(Beginning of RECORDS FOR THE EXERCISE)

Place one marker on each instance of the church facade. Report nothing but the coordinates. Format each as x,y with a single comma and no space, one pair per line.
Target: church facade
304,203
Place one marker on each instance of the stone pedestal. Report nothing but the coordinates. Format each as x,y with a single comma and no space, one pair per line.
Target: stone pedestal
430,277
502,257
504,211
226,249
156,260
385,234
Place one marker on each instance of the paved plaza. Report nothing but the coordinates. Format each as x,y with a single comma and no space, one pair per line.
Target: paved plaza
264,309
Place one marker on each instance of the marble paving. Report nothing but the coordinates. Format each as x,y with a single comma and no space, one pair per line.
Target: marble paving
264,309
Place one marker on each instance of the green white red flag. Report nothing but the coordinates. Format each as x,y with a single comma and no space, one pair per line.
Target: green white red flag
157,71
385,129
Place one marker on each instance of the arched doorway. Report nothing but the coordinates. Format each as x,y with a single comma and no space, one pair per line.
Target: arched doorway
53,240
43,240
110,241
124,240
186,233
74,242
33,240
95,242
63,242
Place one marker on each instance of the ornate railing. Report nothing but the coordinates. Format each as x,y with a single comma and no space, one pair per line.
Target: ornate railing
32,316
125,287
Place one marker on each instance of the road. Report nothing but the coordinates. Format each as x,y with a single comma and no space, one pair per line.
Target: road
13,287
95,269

(End of RECORDS FOR THE EXERCISE)

TASK STATEMENT:
All of the entries above need to be reproduced verbatim.

WRITTEN SOLUTION:
Place one marker on each instance of the church facade. Report nothing but the coordinates. Format each as x,y with a single comma and no space, one pair per line.
Target: church facade
304,203
Place one marker on each instance of the stone pedestal. Report nothing but the coordinates. Format each as x,y with a single comma and no space, one pair per line.
Target: stone pedestal
430,277
502,257
504,211
226,249
156,260
385,234
Place one marker on each instance of the paved plaza. Report nothing but the coordinates. Format each as x,y with a single comma and no space, one pair per line.
Target: paved plaza
264,309
Place one marker on each instance of the marble paving. Report nothing but the coordinates. Format each as x,y with a single comma and no space, one pair per line.
Target: marble paving
264,309
Place one marker on each instance of the green white red flag. Report nothing but the coordinates. Format each as x,y with a single comma and no space, one pair per line.
Target: green white red flag
157,71
385,129
Place one marker on each instance of the arched doorway. Report nothing but the coordinates. Format each as x,y with a single comma and no space, one pair per line.
Target: arched doorway
53,240
43,240
110,241
124,240
186,233
74,242
33,240
95,242
63,242
Place one marker on each instance of the ornate railing. Report nothing but the coordinates. Format each as x,y with a single comma and no space, one pair per line.
Target: ornate railing
32,316
125,287
Place one marker on each instance of the road. Report nothing but the coordinates. Format each as x,y with a single comma and no space, one pair per line.
Target: road
13,287
95,269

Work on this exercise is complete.